■ Sayfa:

= = = =

Kütüb-i Sitte Hadis-i Şerif ( 4201-4210 )

4201 - Ibnu Mes'ud radiyallahu anh anlatiyor: "Mikdad Ibnu'l-Esved'in agzindan gayet kesin bir soz soyledigine sahid oldum ki, o sozun sahibi olmak, bana (sevabca) ona denk olabilecek her kiymetli sozden daha sevimlidir. O (Resulullah) bu sirada halki musriklere karsi Bedr'e katilmaya davet ediyordu. Resulullah'a gelerek dedi ki:
"Ey allah'in Resulu! Biz, Beni Israil'in (Hz. Musa'ya): "Sen ve Rabbin ikiniz gidin savasin, biz burada oturuculariz!" dedigi gibi diyecek degiliz. Bilakis, "Sen hukmet! Biz saginda, solunda, onunde ve arkanda seninle beraberiz!" diyoruz."
Bu soz uzerine Resulullah'in yuzunun parladigini ve sevincle doldugunu gordum."
Buhari, Megazi 4, Tefsir, Maide 4.

4202 - Ibnu Abbas radiyallahu anhuma anlatiyor: "Resulullah aleyhissalatu vesselamBedir gunu buyurdular ki: "Iste Cebrail aleyhisselam! Atinin basindan tutmus, uzerinde de savas techizati var, (yardiminiza gelmis durumda)!"
Buhari, Megazi 11.

4203 - Ibnu Amr Ibni'l-As radiyallahu anhuma anlatiyor: "Resulullah aleyhissalatu vesselam, Bedir gunu, ashabindan ucyuzonbes kisi ile yola cikti. Bedir'e gelince:
"Allahim bunlar actir, doyur! Allahim bunlar ayakkabisizdir, bindir! Allahim bunlar ciplaktir giydir!" diye dua etti. Allah Bedir gunu fetih ve zafer muyesser etti. Savas bitince donduler. Savasa katilanlardan her biri bir veya iki deve ile donduler. Elbiseler giydiler, doydular da."
Ebu Davud, Cihad 157, (2747).

4204 - Hz. Ali radiyallahu anh anlatiyor: "Bedir savasi baslayinca bir miktar savastim. Sonra Resulullah aleyhissalatu vesselam 'in yanina geldim. Ne yaptigina bakmak istiyordum. Secde etmis, soyle diyor buldum:
"Ey hayy (diri) olan, ey kayyum olan (kainati ayakta tutan) Allahim, rahmetinle sana siginiyor, yardimini talebediyorum!"
Oradan ayrilip tekrar bir miktar daha savastim, tekrar geldim, o hala secde halinde idi ve:
"Ey Hayy olan, kayyum olan Allahim, rahmetinle sana siginiyor, yardimini talebediyorum!" diyordu. ben tekrar dondum savasmaya gittim. Bir muddet sonra yine geldim. Hala ayni halde devam ediyordu. Allah zafer verinceye kadar bu halde devam etti."

= = = =

■ Sağlanan veriler:

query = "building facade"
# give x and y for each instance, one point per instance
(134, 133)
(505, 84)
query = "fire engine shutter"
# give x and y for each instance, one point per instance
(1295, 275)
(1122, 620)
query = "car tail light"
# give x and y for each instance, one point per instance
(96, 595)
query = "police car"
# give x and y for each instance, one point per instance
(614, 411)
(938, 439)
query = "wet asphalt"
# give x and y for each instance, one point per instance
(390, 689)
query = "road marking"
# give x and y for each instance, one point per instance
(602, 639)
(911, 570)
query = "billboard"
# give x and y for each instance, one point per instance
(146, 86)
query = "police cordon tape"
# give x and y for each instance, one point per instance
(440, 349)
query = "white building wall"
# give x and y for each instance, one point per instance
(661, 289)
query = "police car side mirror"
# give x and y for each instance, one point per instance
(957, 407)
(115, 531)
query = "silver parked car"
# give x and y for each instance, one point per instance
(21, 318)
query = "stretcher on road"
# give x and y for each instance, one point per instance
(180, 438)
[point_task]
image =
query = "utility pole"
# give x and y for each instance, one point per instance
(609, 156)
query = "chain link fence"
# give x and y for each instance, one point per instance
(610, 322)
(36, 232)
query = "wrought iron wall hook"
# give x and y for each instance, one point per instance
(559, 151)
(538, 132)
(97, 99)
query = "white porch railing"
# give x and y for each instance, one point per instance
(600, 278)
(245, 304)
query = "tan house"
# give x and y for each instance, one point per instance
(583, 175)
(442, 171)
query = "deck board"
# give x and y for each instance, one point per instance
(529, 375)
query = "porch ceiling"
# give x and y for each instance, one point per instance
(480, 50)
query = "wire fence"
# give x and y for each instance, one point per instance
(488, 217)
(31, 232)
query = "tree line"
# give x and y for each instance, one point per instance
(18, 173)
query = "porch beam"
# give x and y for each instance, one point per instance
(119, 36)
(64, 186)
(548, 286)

= = = =

■ Yapılacak iş:
Aşağıdaki (a), (b) ve (c) ifadelerinin Bedir hadisleri metniyle uyuşup uyuşmadığını belirtin. Her biri için "evet" ya da "hayır" deyin ve karara dayanak olan sözleri metinden aynen alıntılayın.
(a) Resulullah, Bedir gününde ashabından üç yüz on beş kişiyle yola çıkmıştır.
(b) Hz. Ali ikinci kez geldiğinde Resulullah'ı ayakta dua ederken bulmuştur.
(c) Mikdad, Beni İsrail'in Hz. Musa'ya söylediği sözü kendilerinin de söyleyeceğini bildirmiştir.

■ Sorunun çözümü:
(a) Evet: "Bedir gunu, ashabindan ucyuzonbes kisi ile yola cikti"
(b) Hayır: "o hala secde halinde idi"
(c) Hayır: "dedigi gibi diyecek degiliz"